■ Selected text:

....

It should also be noted that, in the period between the Offer Document Date and the date hereof, within the terms communicated to CONSOB and the market, pursuant to and for the purposes of article 41, paragraph 2, letter c) of the Issuers' Regulations, on the stock market sessions of 2 August 2019 and 12 September 2019, the Offeror has purchased Savings Shares outside the Voluntary Tender Offer on Savings Shares at the price of Euro 880 per Savings Share, which were communicated on the same date to the market pursuant to Article 41, paragraph 2, letter c) of the Issuers' Regulations, for a total of no. 318 savings shares of Italiaonline, representing 4.67% of the total number of the Savings Shares and 0.00027% of the total share capital of the Issuer (the "Savings Shares Purchased Outside the Offer").

In light of the foregoing, it should be noted that, taking into account (i) the Acceptances on Savings Shares verified on the basis of the final results of the Voluntary Tender Offer on Savings Shares and

  1. the Savings Shares Purchased Outside the Offer, the Offeror will hold a total amount of no. 1,622 Savings Shares, equal to 23.84% of the total number of Savings Shares and 0.00139% of the total share capital.

In this regard, it is recalled that on 5 September 2019, the Offeror announced that it had waived the Threshold Condition on the Savings Shares set forth in section F.1.3 of the Offer Document and that, as a result, the Voluntary Tender Offer on Savings Shares had become effective.

....

[Excerpts of pointing data]
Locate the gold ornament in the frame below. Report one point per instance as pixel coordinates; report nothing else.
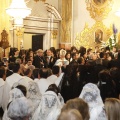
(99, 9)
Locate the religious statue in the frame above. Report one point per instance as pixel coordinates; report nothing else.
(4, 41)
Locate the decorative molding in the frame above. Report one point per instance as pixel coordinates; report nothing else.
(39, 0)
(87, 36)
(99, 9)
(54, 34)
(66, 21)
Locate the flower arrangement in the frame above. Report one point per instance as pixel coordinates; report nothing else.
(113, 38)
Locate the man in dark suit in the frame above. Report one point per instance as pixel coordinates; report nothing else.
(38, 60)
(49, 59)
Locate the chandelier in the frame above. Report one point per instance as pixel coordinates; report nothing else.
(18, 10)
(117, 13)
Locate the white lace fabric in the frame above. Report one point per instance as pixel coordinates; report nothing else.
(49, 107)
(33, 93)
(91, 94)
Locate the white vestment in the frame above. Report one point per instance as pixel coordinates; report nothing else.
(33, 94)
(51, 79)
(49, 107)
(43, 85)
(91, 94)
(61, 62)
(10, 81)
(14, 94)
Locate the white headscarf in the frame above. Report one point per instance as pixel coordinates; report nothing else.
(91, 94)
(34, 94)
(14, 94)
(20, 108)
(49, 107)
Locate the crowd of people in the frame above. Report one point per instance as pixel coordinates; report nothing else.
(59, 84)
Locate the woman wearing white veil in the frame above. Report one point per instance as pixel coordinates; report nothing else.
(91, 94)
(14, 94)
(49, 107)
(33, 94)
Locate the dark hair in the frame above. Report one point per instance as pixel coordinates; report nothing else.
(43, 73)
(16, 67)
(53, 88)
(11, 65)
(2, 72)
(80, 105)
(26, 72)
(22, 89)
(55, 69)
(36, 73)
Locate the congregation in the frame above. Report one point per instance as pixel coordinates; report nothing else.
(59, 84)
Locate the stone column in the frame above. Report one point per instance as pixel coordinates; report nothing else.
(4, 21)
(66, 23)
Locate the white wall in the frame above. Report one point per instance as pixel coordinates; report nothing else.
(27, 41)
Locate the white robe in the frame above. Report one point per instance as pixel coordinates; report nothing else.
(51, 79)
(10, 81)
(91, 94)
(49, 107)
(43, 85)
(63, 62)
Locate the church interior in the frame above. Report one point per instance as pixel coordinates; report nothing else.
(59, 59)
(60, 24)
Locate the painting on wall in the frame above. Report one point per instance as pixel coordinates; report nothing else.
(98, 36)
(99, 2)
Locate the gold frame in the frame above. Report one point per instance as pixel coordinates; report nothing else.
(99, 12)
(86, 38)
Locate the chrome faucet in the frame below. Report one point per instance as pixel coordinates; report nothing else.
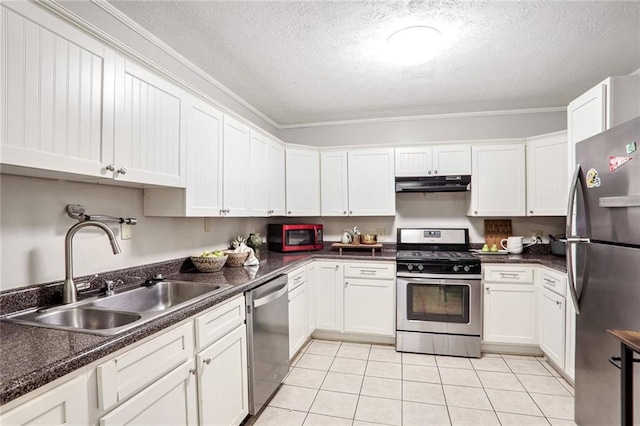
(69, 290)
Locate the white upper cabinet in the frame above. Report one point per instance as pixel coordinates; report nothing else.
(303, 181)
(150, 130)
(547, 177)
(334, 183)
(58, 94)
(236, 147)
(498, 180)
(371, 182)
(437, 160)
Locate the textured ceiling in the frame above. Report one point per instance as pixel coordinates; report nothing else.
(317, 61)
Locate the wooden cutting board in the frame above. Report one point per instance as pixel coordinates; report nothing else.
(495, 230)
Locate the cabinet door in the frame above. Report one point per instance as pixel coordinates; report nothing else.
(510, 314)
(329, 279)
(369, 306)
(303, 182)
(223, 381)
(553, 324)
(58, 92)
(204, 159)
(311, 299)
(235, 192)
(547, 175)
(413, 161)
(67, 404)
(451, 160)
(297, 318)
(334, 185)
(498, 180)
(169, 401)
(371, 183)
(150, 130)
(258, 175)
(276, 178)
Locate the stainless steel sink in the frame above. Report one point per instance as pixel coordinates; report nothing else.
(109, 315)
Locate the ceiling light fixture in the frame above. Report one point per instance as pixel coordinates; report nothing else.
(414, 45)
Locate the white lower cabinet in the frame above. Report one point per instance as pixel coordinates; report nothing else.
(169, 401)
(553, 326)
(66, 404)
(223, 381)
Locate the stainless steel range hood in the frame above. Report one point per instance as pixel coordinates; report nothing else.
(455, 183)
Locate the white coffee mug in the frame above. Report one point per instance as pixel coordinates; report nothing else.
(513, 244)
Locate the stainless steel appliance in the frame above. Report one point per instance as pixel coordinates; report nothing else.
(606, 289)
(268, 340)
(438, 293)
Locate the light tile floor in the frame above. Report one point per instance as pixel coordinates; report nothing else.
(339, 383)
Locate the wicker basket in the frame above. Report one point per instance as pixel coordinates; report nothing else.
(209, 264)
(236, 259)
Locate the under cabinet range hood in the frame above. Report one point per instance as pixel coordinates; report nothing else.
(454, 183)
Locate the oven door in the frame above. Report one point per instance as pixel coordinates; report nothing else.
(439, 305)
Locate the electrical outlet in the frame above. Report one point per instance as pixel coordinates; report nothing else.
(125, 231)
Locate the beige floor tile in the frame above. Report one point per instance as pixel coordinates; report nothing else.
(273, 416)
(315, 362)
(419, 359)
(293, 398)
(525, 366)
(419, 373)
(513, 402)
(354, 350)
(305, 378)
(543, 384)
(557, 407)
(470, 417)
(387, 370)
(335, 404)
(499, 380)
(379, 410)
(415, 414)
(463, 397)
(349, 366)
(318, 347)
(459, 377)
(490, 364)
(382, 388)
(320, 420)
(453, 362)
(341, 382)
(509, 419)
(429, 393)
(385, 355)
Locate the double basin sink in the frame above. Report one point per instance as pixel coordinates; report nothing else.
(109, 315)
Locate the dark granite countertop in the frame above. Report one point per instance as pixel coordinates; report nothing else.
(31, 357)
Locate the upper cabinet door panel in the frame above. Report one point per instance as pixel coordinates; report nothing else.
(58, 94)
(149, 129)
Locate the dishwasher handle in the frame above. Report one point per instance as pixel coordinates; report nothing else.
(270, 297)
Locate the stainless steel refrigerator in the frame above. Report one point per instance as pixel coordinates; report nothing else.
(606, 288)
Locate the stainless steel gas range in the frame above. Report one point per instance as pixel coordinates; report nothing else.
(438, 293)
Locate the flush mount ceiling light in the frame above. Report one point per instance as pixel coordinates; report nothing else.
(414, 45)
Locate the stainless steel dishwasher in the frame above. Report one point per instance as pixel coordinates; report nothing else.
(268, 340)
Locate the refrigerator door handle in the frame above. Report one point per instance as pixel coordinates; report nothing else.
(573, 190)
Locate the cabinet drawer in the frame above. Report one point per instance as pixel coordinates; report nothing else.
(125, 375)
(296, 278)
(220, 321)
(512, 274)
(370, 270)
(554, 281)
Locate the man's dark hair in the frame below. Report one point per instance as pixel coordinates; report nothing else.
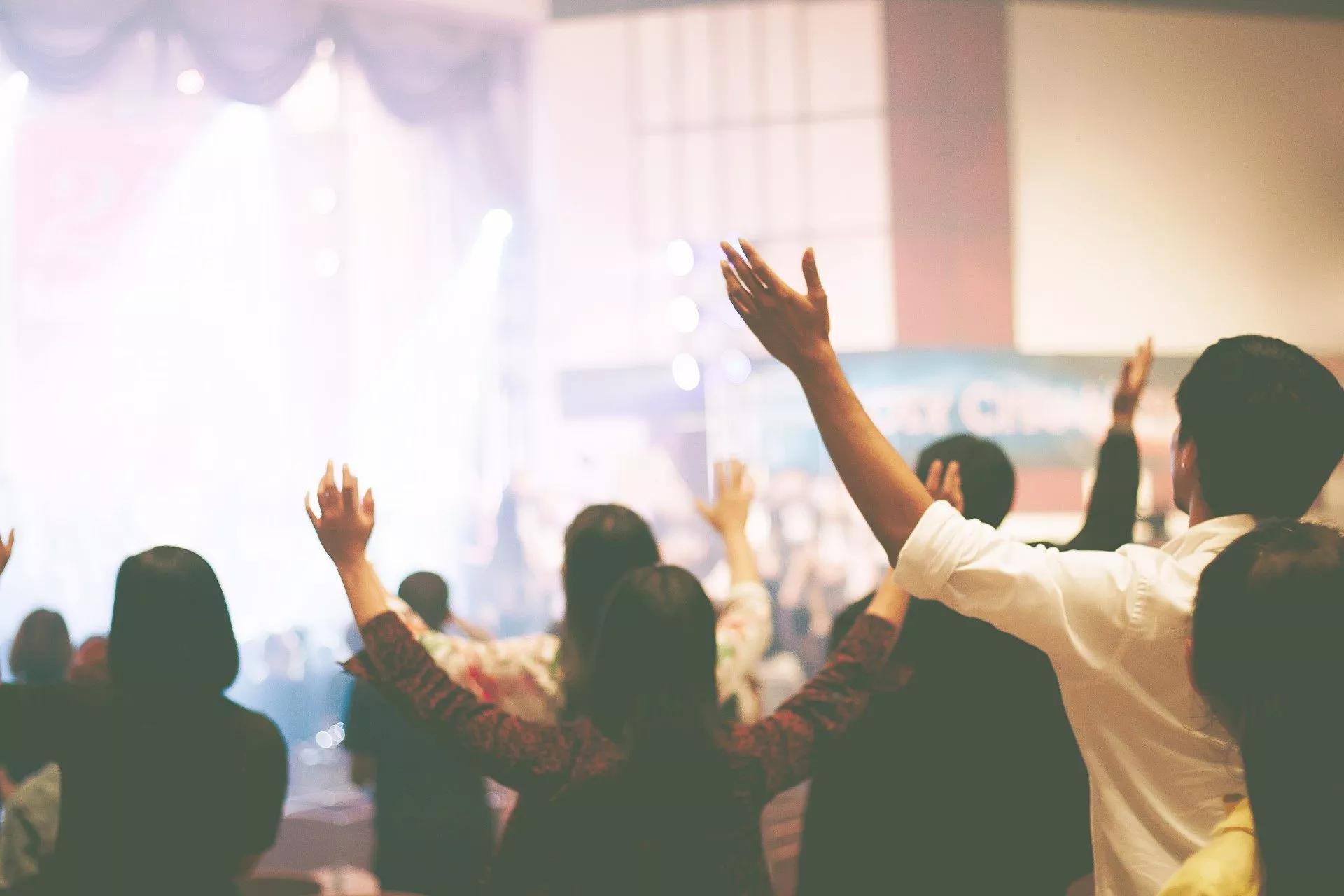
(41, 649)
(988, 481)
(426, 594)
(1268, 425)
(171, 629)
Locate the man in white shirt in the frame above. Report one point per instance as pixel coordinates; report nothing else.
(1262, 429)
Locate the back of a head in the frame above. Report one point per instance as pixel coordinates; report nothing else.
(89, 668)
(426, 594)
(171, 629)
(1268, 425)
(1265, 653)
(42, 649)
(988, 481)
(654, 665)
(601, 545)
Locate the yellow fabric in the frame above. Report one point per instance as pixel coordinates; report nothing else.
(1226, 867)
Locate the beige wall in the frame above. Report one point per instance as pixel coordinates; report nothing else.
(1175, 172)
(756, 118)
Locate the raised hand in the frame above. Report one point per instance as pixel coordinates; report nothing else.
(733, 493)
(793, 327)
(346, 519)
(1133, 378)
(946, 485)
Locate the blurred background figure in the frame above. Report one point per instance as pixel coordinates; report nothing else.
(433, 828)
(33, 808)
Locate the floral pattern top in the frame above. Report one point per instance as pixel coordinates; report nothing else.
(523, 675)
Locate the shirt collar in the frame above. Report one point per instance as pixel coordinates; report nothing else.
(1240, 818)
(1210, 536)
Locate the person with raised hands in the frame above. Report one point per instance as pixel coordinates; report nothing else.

....

■ Set task: Translate this sentence from the tender offer text into French: "In this regard, it is recalled that on 5 September 2019, the Offeror announced that it had waived the Threshold Condition on the Savings Shares set forth in section F.1.3 of the Offer Document and that, as a result, the Voluntary Tender Offer on Savings Shares had become effective." The records are separate material and are unrelated to the tender offer text.

■ Output for this task: À cet égard, il est rappelé que, le 5 septembre 2019, l'Offrant a annoncé qu'il avait renoncé à la Condition de Seuil relative aux Actions d'Épargne prévue à la section F.1.3 du Document d'Offre et que, par conséquent, l'Offre Publique d'Achat Volontaire sur les Actions d'Épargne était devenue effective.